▶ _Consigne 1_: Relevez, dans l'extrait sur Goldmann et Pascal, chaque fragment désigné par une référence « Laf. », avec la référence « Sel. » qui l'accompagne.
▶ _Consigne 2_: Poursuivez l'extrait sur Goldmann et Pascal à partir de sa dernière phrase.

▶ _Texte cité_:
"""

Selon Goldmann, « la conscience de cette relation » va plus loin chez Pascal que chez Barcos : Pascal étend l’incertitude et le paradoxe jusqu’à la religion chrétienne. Cependant, Goldmann est conduit à restreindre considérablement la portée de son affirmation. L’abandon de toute recherche d’ordre rationnel apparaîtrait selon lui à Pascal comme moyen valable pour exprimer, sinon la vérité chrétienne, du moins l’insuffisance du pyrrhonisme : p. 223. Sur Martin de Barcos, voir le Dictionnaire de Port-Royal au XVIIe siècle, et Les deux abbés de Saint-Cyran, Chroniques de Port-Royal, n° 26-27-28, 1977-1978-1979, Paris, Bibliothèque Mazarine, 1979.
À l’appui de sa thèse, L. Goldmann mentionne le fragment Laf. 694, Sel. 573. Ordre. J’aurais bien pris ce discours d’ordre comme celui-ci : pour montrer la vanité de toutes sortes de conditions, montrer la vanité des vies communes, et puis la vanité des vies philosophiques, pyrrhoniennes, stoïques ; mais l’ordre n’y serait pas gardé. Je sais un peu ce que c’est, et combien peu de gens l’entendent. Nulle science humaine ne le peut garder. Saint Thomas ne l’a pas gardé. La mathématique le garde, mais elle est inutile en sa profondeur.
Les fragments dans lesquels Pascal affirme au contraire non seulement la possibilité de l’ordre, mais des règles pour le trouver sont paradoxalement cités comme preuves de l’impossibilité de l’ordre. Voir Preuves de Jésus-Christ 1 (Laf. 298, Sel. 329) : L’ordre. Contre l’objection que l’Écriture n’a pas d’ordre. Le cœur a son ordre, l’esprit a le sien qui est par principe et démonstration. Le cœur en a un autre. On ne prouve pas qu’on doit être aimé en exposant d’ordre les causes de l’amour, cela serait ridicule.
Laf. 733, Sel. 614. La foi embrasse plusieurs vérités qui semblent se contredire, temps de rire de pleurer, etc. responde ne respondeas, etc. [...] Il y a donc un grand nombre de vérités, et de foi et de morale qui semblent répugnantes et qui subsistent toutes dans un ordre admirable.
Voir sur ce point Ferreyrolles Gérard, “Goldmann visionnaire”, Port-Royal au miroir du XXe siècle, Chroniques de Port-Royal, 49, p. 71-86, notamment p. 83.
La thèse du scepticisme de Pascal est défendue dans l’article de McKenna Antony, “Les Pensées de Pascal : une ébauche d’apologie sceptique”, in Moreau P.-F. (dir.), Le scepticisme au XVIe et au XVIIe siècle, p. 348-361. Les bases en sont exposées, notamment par le rapprochement avec Gassendi, dans le livre du même auteur, Entre Descartes et Gassendi. La première édition des Pensées de Pascal, Paris et Oxford, Universitas et Voltaire Foundation, p. 193, La recherche pyrrhonienne de la cohérence.

"""

▶ _Données fournies_:
"""

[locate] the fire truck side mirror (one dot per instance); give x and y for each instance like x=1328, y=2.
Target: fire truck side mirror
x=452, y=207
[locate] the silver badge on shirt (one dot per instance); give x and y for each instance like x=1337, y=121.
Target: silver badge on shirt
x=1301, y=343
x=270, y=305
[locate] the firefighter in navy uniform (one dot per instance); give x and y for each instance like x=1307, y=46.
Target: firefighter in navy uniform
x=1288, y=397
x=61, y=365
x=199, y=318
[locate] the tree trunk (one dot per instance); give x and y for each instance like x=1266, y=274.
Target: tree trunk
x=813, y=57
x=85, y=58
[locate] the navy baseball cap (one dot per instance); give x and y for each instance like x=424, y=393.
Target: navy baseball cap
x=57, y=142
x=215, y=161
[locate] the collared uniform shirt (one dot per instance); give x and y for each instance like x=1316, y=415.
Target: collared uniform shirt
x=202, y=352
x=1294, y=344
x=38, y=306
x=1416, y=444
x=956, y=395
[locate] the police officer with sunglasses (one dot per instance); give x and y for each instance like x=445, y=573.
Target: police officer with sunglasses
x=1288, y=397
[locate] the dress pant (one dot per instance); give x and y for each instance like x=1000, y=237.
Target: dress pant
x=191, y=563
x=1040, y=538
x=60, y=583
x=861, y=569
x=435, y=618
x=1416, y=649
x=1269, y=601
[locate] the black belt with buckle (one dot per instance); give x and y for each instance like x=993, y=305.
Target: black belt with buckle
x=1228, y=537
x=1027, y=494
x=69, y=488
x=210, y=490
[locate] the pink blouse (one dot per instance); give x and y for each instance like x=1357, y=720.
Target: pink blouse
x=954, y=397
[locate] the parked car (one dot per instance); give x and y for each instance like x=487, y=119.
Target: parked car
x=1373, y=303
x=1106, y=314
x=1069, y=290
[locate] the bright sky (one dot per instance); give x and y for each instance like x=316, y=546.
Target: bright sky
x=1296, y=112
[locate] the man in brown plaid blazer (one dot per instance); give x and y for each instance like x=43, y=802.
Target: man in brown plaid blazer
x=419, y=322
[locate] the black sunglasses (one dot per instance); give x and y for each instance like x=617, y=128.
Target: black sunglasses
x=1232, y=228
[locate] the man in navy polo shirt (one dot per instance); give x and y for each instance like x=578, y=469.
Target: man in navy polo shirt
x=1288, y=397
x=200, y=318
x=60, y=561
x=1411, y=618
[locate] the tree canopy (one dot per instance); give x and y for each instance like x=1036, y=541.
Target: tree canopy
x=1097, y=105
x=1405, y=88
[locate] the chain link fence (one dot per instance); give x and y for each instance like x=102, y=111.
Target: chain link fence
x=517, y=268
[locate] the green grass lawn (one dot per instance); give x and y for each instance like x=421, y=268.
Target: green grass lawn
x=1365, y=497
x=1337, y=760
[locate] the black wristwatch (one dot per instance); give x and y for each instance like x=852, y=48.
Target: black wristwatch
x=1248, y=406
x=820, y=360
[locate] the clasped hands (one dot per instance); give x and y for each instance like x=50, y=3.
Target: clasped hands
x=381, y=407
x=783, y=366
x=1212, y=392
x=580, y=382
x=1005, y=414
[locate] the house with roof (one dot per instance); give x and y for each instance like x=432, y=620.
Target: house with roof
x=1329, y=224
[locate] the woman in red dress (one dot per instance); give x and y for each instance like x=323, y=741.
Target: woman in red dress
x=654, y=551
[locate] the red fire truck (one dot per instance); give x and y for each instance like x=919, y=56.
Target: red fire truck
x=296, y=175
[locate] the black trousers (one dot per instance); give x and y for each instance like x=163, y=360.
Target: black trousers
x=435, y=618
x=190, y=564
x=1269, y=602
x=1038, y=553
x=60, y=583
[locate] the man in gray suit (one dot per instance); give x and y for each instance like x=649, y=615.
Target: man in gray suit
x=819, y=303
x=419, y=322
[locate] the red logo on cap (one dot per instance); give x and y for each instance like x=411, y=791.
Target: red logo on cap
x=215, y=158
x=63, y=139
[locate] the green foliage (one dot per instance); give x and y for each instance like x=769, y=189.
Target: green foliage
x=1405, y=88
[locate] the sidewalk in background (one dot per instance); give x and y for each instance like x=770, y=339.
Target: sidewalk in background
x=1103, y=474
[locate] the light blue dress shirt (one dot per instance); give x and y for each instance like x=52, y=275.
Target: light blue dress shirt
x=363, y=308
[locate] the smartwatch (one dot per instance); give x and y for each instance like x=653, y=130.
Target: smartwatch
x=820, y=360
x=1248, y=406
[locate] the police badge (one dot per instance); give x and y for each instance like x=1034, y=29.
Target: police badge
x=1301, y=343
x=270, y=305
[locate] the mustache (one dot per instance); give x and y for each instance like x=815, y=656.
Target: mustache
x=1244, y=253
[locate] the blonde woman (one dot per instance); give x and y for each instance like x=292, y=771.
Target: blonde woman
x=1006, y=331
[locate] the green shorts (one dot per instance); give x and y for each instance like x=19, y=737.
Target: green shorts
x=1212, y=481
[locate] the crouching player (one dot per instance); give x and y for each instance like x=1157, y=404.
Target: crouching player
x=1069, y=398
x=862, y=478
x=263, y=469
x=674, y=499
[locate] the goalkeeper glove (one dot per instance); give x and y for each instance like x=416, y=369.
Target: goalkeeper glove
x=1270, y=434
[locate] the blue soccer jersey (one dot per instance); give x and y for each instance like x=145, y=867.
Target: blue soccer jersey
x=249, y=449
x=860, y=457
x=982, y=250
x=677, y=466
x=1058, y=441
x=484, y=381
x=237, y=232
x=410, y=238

"""

▶ _Réponse 1_:
- Laf. 694, Sel. 573
- Laf. 298, Sel. 329
- Laf. 733, Sel. 614

▶ _Réponse 2_:
Giocanti Sylvia, Penser l’irrésolution. Montaigne, Pascal, La Mothe le Vayer. Trois itinéraires sceptiques, p. 18 sq. Le scepticisme enferme un refus des formes régulières du discours ; mais il est capable d’inventer des types de fonctionnement du discours adaptés au contenu de sa pensée. Son discours se caractérise par une absence de délimitation des concepts, un refus des différenciations conceptuelles, et une prolifération d’images à usage spéculatif qui donne à l’imagination une part essentielle. Il refuse aussi toute architectonique dont la systématicité exprime formellement l’ordre dogmatique : son discours est inorganique, il n’a ni début, ni milieu, ni fin, parce qu’il commence et finit par le doute. Il revêt la forme de petites pièces d’une variété irréductible. Montaigne est sceptique en ce qu’il ne cherche pas à dissimuler l’ivresse de la raison, mais reconnaît au contraire, à la différence des dogmatiques qui s’obstinent à affirmer la fermeté et la rectitude de la raison, que la raison humaine titube, et que pour philosopher, il faut commencer par se laisser aller à ce mouvement d’ivresse auquel il serait vain de vouloir résister, pour le comprendre, mais cette fois à titre d’auteur d’un discours (auteur ivre, mais auteur tout de même) : p. 150-151. L’écriture tâtonnante des Essais témoigne de cette tentative pour faire coïncider l’auteur du discours et son objet (l’homme en général) au sein de l’irrésolution. Mais de ce fait, un tel discours ne peut être remembré sans se voir imposer une construction stricte qui le dénature en le figeant dans une forme dogmatique : p. 19.
S. Giocanti reproche à Pascal la manière dont il use de Montaigne : lorsqu’il s’inspire des Essais, il leur fait subir des corrections qui en modifient la signification et la portée : il réifie théologiquement les propos sceptiques en les rapportant à un dogme censé fournir le principe d’explication qui est selon lui la raison des effets.
On trouve dans le livre de Vlad Alexandrescu, Le paradoxe chez Pascal, 1997, une étude du scepticisme, tel qu’il se présente chez Pyrrhon et Sextus Empiricus, comme « méta-théorie » qui, dans toute doctrine philosophique qui se propose, trouve le moyen de s’opposer à la logique et à la métaphysique fondées sur le principe de non-contradiction (l’auteur, suivant la distinction de P. Aubenque, oppose sur ce point l’agnosticisme qui affirme d’emblée que la vérité est inaccessible, au scepticisme défini comme méta-théorie de nature essentiellement dialectique). Le cas du doute de Montaigne est analysé p. 37 sq. Sur le paradoxe sceptique tel qu’il se présente chez Pascal, voir p. 154-159.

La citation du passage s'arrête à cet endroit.